The fact that the decision-making procedures within the European Union institutions are relatively complex and often little understood, allied to the increasing importance of the decisions taken, has provided fertile ground for the growth of lobbying. The world of Brussels-based ‘interest representation’, as the European Commission calls it, tends to divide into four main categories: i) the established social partners, representing business and labour on an EU-wide basis, which enjoy formalised links with the Commission in particular; ii) European and national trade associations, as well as ‘in-house’ lobbyists for individual companies; iii) non-governmental organisations (NGOs) and single-issue lobbies, notably in the fields of development policy, human rights, consumer protection, the environment and animal welfare, some of which are subsidised by the EU Budget; and iv) professional consultancies (and some law firms) representing a variety of private and public-sector clients. This last group will, for a fee, monitor developments in a particular policy area, suggest and cultivate contacts, arrange meetings and generally assist in the putting of a case. In recent years, many of the larger regions of the European Union, such as Catalonia, Scotland and the German Länder, as well as several individual states of the United States, have also opened representative offices in Brussels. These are in addition to the official permanent representations of member states and the embassies of third countries, which themselves are increasingly engaged in seeking to influence the EU institutions.

It is difficult to quantify the exact number of organisations or individuals engaged in lobbying in Brussels. The Commission has estimated that there are some 4,000 bodies of various kinds (other than national, regional or local governments) with which it is in regular contact. For some years, it compiled a database, known as CONECCS (Consultation, the European Community and Civil Society), which revealed the extraordinary variety of such bodies, covering matters as diverse as autism, rail­way engineering, natural gas, processed cheese and polyurethane foam blocks. The Commission itself chooses to consult pro-actively some of these bodies, especially those of a technical character, in the preparation of Green and White Papers, and legislative and other initiatives. It established minimum standards for such advance consultation in 2003, as part of its new emphasis on Better Law-Making.

As the EU institutions are relatively open by comparison with many national bureaucracies, lobbyists of all kinds have traditionally had little difficulty in gaining access to them. However, the continuing rise in the number of lobbyists and the general professionalisation of the sector have led to calls for ‘interest representation’ to be regulated, as it is in United States. In May 2008, as part of its European Transparency Initiative (ETI), the Commission introduced a voluntary register and code of conduct for lobbyists, inviting them to register whenever they had dealings with Commissioners or officials. Over the following three years, some 3,700 organisations or individuals (wherever they might be based in the EU) entered their names on the Commission’s register.

• Data supplied
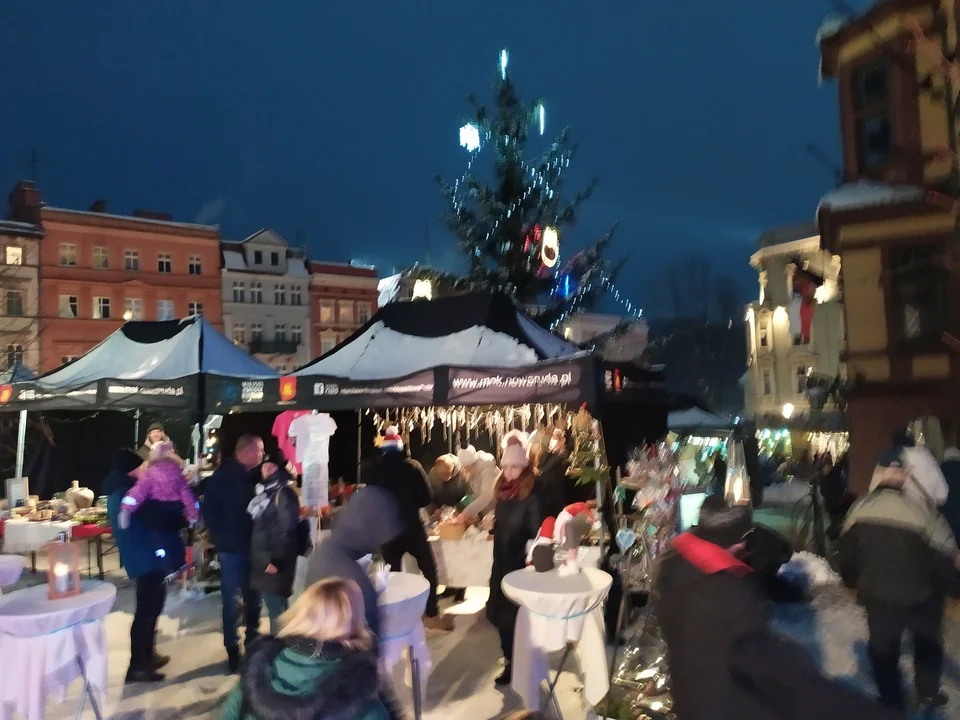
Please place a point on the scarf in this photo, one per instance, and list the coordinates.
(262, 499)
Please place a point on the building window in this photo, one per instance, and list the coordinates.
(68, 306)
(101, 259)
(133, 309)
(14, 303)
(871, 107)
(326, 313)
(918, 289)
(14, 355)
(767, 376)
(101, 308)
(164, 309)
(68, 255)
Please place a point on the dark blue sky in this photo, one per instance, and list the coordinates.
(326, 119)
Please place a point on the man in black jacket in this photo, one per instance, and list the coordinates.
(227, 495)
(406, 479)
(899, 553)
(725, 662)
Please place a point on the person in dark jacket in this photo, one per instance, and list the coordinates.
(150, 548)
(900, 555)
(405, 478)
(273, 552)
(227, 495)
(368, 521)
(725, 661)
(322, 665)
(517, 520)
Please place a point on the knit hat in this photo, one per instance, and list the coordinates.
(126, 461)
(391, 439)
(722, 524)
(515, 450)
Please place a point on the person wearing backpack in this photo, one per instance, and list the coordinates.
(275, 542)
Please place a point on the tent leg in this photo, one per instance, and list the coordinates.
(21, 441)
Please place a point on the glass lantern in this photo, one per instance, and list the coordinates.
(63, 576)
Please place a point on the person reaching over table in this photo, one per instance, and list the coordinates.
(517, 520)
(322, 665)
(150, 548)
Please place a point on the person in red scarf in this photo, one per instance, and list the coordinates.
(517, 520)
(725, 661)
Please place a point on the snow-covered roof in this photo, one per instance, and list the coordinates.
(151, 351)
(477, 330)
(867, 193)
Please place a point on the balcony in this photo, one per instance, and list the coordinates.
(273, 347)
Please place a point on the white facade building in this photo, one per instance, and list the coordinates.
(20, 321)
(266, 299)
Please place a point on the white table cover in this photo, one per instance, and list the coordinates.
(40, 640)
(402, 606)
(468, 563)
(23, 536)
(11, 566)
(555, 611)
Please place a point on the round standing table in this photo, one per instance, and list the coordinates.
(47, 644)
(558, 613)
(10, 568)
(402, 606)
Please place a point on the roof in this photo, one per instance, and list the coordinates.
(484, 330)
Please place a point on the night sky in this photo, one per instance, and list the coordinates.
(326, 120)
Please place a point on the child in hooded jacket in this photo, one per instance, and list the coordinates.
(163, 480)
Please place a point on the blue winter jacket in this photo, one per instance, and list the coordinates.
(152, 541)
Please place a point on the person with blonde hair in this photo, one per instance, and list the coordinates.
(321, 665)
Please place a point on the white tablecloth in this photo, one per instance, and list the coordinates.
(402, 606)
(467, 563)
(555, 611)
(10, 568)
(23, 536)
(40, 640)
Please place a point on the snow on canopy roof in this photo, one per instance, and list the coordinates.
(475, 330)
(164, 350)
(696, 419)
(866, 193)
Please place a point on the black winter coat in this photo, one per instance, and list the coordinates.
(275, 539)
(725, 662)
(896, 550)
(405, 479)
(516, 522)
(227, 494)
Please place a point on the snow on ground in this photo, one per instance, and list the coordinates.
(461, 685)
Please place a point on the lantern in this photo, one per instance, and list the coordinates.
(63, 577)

• Problems
- a) Which subject areas does the passage on EU lobbying give as examples of the range covered by the CONECCS database? List them all.
- b) Reproduce the passage on EU lobbying between "As the EU institutions" and "the Commission’s register.", inclusive.
The items have nothing to do with the passage on EU lobbying.

• The responses
- a) autism, railway engineering, natural gas, processed cheese, polyurethane foam blocks

- b)
As the EU institutions are relatively open by comparison with many national bureaucracies, lobbyists of all kinds have traditionally had little difficulty in gaining access to them. However, the continuing rise in the number of lobbyists and the general professionalisation of the sector have led to calls for ‘interest representation’ to be regulated, as it is in United States. In May 2008, as part of its European Transparency Initiative (ETI), the Commission introduced a voluntary register and code of conduct for lobbyists, inviting them to register whenever they had dealings with Commissioners or officials. Over the following three years, some 3,700 organisations or individuals (wherever they might be based in the EU) entered their names on the Commission’s register.